* [TASK]:
Reproduce each of the following entries verbatim, line for line.

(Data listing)
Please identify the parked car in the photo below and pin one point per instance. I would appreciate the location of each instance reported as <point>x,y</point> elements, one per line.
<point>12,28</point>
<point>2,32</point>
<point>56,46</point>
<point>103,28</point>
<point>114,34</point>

* [RESPONSE TO THE TASK]:
Please identify the parked car in the photo below and pin one point per instance. I would appreciate the location of each instance reported as <point>x,y</point> elements, one per line.
<point>12,28</point>
<point>2,32</point>
<point>56,46</point>
<point>103,28</point>
<point>114,34</point>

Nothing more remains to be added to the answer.